Start of Extracted material

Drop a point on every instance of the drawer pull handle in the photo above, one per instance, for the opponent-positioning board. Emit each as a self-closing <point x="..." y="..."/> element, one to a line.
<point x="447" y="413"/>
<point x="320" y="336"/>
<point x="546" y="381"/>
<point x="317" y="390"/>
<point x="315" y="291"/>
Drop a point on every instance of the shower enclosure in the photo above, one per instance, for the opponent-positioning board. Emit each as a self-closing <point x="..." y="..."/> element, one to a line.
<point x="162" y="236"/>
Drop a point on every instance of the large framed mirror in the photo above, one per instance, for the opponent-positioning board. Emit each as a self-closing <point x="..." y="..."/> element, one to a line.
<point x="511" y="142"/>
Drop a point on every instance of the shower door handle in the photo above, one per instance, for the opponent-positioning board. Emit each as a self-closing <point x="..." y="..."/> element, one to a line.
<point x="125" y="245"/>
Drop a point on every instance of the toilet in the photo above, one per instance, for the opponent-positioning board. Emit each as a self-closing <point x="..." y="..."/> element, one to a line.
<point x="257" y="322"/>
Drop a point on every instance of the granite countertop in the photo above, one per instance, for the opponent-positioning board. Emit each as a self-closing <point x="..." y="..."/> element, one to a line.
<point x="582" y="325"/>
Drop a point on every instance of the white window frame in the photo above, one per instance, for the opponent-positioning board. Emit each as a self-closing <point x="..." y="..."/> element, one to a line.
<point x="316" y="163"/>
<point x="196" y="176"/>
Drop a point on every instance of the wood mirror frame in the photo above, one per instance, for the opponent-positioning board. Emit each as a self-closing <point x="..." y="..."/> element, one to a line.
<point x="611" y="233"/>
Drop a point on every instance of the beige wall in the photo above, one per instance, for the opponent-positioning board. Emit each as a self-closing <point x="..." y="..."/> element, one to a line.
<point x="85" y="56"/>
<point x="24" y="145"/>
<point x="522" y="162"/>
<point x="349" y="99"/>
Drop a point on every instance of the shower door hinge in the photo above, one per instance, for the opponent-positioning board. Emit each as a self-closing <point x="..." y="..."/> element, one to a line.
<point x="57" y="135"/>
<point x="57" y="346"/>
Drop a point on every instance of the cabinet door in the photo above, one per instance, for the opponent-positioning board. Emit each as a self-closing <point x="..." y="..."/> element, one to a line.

End of Extracted material
Start of Extracted material

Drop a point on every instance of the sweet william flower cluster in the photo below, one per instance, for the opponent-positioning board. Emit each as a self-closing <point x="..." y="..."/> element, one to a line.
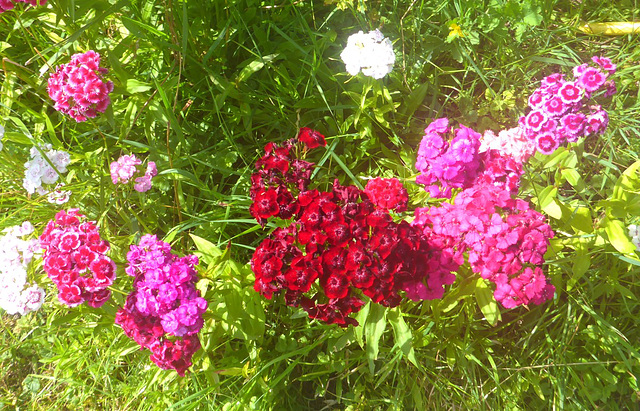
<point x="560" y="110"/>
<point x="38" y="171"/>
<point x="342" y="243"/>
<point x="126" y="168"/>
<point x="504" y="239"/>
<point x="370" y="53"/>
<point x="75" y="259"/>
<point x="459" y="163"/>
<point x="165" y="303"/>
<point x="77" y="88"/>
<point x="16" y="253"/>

End of Extracted material
Start of Extracted material

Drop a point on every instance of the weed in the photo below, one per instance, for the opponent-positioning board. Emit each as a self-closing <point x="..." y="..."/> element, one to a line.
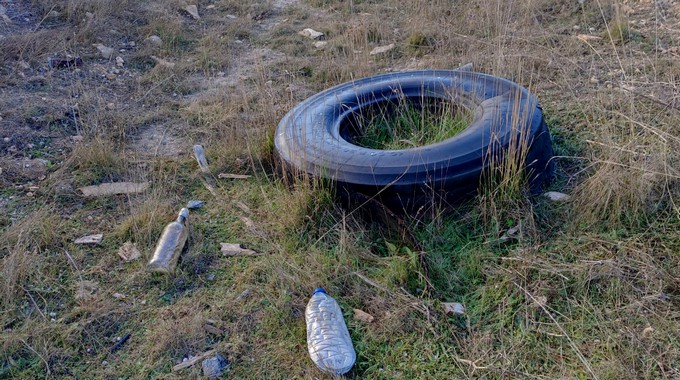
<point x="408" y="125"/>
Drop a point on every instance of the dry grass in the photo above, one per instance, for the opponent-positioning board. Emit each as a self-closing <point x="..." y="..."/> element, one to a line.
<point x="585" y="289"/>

End of Extracted material

What you have to do
List each line in the records above that contains the string "shower", matching its letter case exactly.

Written solution
Drop a point on every instance of the shower enclosure in the photo above, one per instance, for the opponent-positioning board. Emit each as a self-closing <point x="..." y="..."/> element, one to a line.
Drop a point on every instance of the shower door handle in the photo above, one per instance, for the opponent-positioning board. Emit each as a self-closing <point x="..." y="..."/> element, one to a line.
Drop a point on every instance of the shower door hinge in the photo above, one per instance, for the opponent-positioning board. Emit each as a self-closing <point x="..." y="..."/> element, one to a line.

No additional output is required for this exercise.